> _WORK REQUIRED_: Render all the lines of the items below as a JSON list of strings, one string per line, with blank lines skipped and the pictures left out.

Excerpt from a dataset:

──────────────────────────────

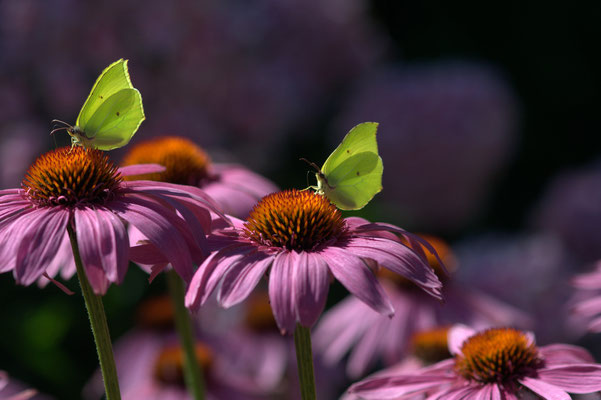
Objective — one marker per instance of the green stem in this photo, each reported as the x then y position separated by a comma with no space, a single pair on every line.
304,361
99,325
192,369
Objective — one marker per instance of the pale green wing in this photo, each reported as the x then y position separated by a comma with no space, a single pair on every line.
352,174
115,77
355,181
362,138
115,121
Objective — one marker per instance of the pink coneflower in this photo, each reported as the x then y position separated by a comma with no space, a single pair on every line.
82,189
494,364
302,240
587,301
373,336
150,361
235,188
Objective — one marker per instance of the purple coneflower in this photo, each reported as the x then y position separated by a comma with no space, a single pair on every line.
302,240
587,301
494,364
81,188
373,336
235,188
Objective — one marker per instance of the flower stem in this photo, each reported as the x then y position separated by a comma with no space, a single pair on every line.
99,325
304,361
192,369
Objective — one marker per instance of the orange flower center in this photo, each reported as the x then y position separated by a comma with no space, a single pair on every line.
295,220
70,176
169,365
498,355
431,346
259,317
185,162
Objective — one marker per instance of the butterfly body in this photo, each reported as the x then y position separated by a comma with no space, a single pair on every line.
111,114
352,174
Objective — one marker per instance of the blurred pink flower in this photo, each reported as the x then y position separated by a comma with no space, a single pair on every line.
570,208
81,188
302,240
456,121
587,300
494,364
373,337
235,188
530,272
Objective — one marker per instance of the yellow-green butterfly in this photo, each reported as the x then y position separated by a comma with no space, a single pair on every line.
111,114
352,174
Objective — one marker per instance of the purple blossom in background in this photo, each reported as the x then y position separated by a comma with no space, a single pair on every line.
571,209
529,272
444,128
494,364
374,337
228,74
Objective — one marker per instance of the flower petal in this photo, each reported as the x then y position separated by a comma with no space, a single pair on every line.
282,290
544,389
242,278
457,335
358,278
398,258
311,281
38,242
573,378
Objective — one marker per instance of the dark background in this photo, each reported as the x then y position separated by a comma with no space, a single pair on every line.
268,99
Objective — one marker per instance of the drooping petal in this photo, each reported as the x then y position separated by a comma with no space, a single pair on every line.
211,271
565,354
282,291
160,230
457,335
311,281
573,378
89,236
358,278
545,390
141,169
400,259
242,277
38,242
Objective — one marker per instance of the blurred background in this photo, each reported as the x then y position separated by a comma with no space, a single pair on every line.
489,127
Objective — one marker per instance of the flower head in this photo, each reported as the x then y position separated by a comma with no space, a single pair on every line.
373,336
83,189
235,188
497,363
302,240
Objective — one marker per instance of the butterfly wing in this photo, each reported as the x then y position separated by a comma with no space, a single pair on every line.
353,172
115,121
114,78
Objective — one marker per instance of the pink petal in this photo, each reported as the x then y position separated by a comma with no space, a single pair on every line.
141,169
457,335
565,354
358,278
242,278
282,291
38,238
545,390
161,230
398,258
574,378
311,281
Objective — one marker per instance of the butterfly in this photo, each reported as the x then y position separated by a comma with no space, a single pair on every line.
111,114
352,174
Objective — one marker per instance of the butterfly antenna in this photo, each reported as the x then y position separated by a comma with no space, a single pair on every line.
312,164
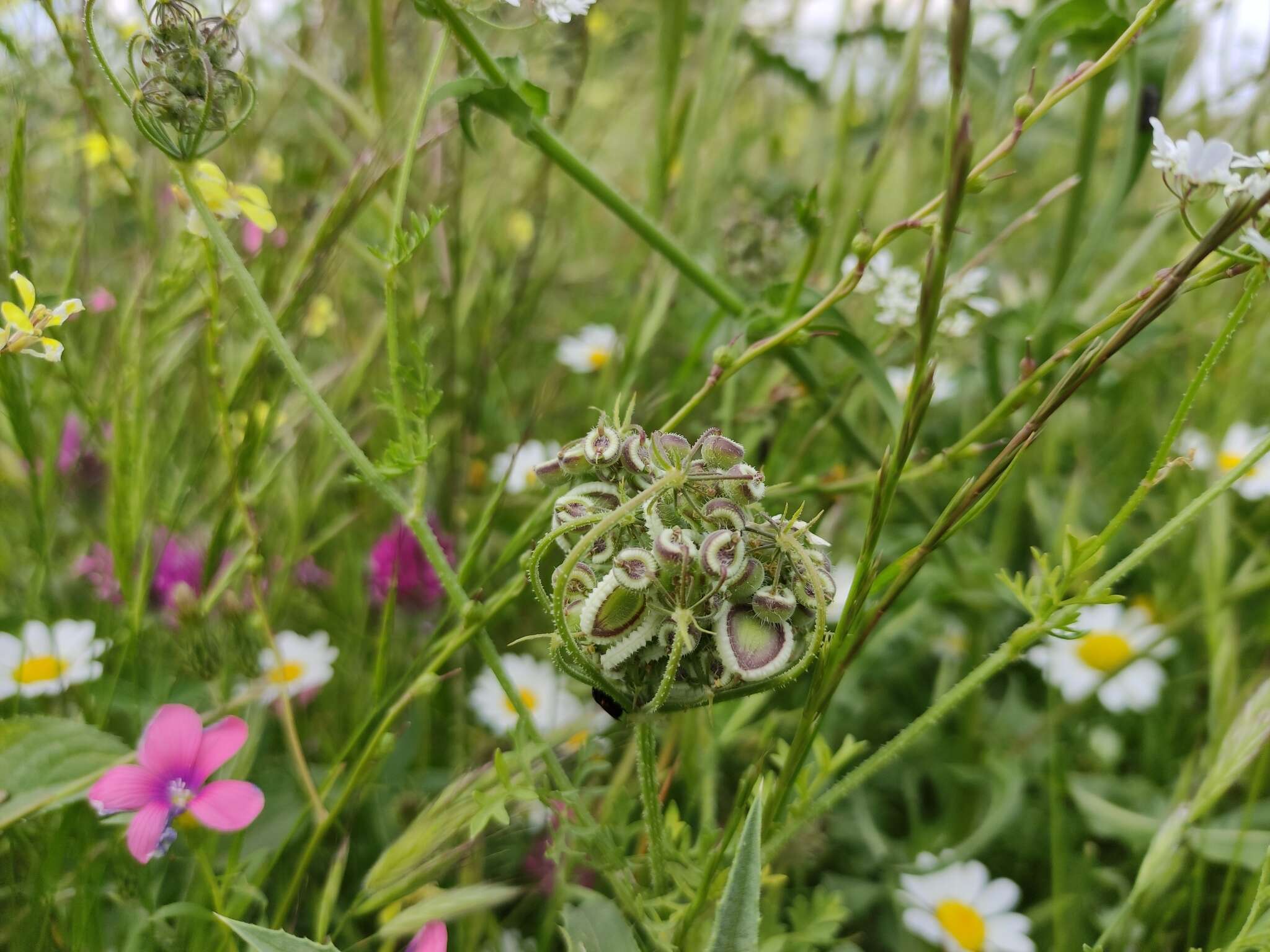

──────────────────────────────

> _ANSWER_:
[
  "Objective — one marker per instance of the green stem in this photo, each reported as the x then y position separated by a comma with no space, a single pair on every line.",
  "304,361",
  "99,325",
  "192,369",
  "Objective — one marker per instance of the pale green wing in this photo, each reported as the x then y position separated by a comma with no space, a single pair on every line.",
  "352,174",
  "115,77",
  "355,181",
  "362,138",
  "115,121",
  "Objective — one marker per instance of the pink coneflower in this photo, each reported as the x then y position separated by a comma with no space, a single pair on every line.",
  "82,189",
  "494,364",
  "302,240",
  "587,301",
  "373,336",
  "150,361",
  "235,188",
  "Objective — one marker per instance of the purple coneflower in this photo, each reported as the x then y position separated by a comma with no space, a single pair on every line.",
  "302,240",
  "587,301",
  "494,364",
  "81,188",
  "373,336",
  "235,188",
  "Objective — one marker per instance of the flower stem in this photo, each reported as the x then y position separated by a comma with no space, a single pair on every line.",
  "99,325",
  "304,361",
  "192,369",
  "Objective — one marker per instance of the orange flower center in this photo, each reported as the x then y position separated by a comma with no space, a single pair on every line.",
  "295,220",
  "70,176",
  "169,365",
  "498,355",
  "431,346",
  "259,317",
  "185,162",
  "Objective — one marker per instance of the butterfly body in this photo, each reported as the x then y position separated by a comma with no space, a single pair on every line.",
  "111,114",
  "352,174",
  "Objective — one marker per instance of the blurred pink flower in this photo, each reported as the x then y position separated by a comma with no space, a single pair on every line.",
  "570,208",
  "81,188",
  "302,240",
  "456,121",
  "587,300",
  "494,364",
  "373,337",
  "235,188",
  "530,272",
  "Objective — one marker per instance of the yellow-green butterfly in this photo, each reported as the x then y position separated by a comma with no space, a single pair on every line.",
  "111,114",
  "352,174",
  "Objective — one marker per instance of the purple blossom in background in this photo, each reported as the x then y position separated by a comma with no space, a single pair on every line.",
  "571,209",
  "529,272",
  "444,128",
  "494,364",
  "374,337",
  "228,74",
  "Objective — one marker per instance of the flower petal in this photo, each reported as the x then y position separated by a comma with no space, a single pair on every line.",
  "282,290",
  "544,389",
  "242,278",
  "457,335",
  "358,278",
  "398,258",
  "311,281",
  "38,242",
  "573,378",
  "Objective — one marker per instance of the dark background in this photo, each reported as the x then y position separated by a comma with no space, a single pair on every line.",
  "268,99",
  "Objective — one marker per instance of the drooping petal in this photo, each reported as the x then y position separated by a comma with no space, a single pair on every line.",
  "211,271",
  "565,354",
  "282,291",
  "160,230",
  "457,335",
  "311,281",
  "573,378",
  "89,236",
  "358,278",
  "545,390",
  "141,169",
  "400,259",
  "242,277",
  "38,242",
  "Objective — one marker per instance of the blurred background in this photo, each reported as the x then y position separated by a comma with no space, a single pair on every line.",
  "489,127",
  "Objective — one marker per instance of the flower head in this photo, each reported as the x then y position separated by a comma with no space, a single pair on every line.",
  "373,336",
  "83,189",
  "235,188",
  "497,363",
  "302,240",
  "Objective — one marker per instance of the butterfly wing in this photo, each reported as the x then y position separated by a comma with no space, a single pair on every line.",
  "353,172",
  "115,121",
  "114,78",
  "Objective — one marker per instance of the pink petal in this photo, each reported as the x then y position separated by a comma with no space, a single pair on every line.",
  "141,169",
  "457,335",
  "565,354",
  "358,278",
  "242,278",
  "282,291",
  "38,238",
  "545,390",
  "161,230",
  "398,258",
  "574,378",
  "311,281",
  "Objective — one marker per instance of the butterfly in this photo, each reported as the x then y position separated by a comma with no space, a single pair on every line.",
  "111,114",
  "352,174",
  "Objective — one marker per instance of the butterfly antenna in this photo, each reported as the x then y position separated by a comma with no space, a single pair on every line.",
  "312,164"
]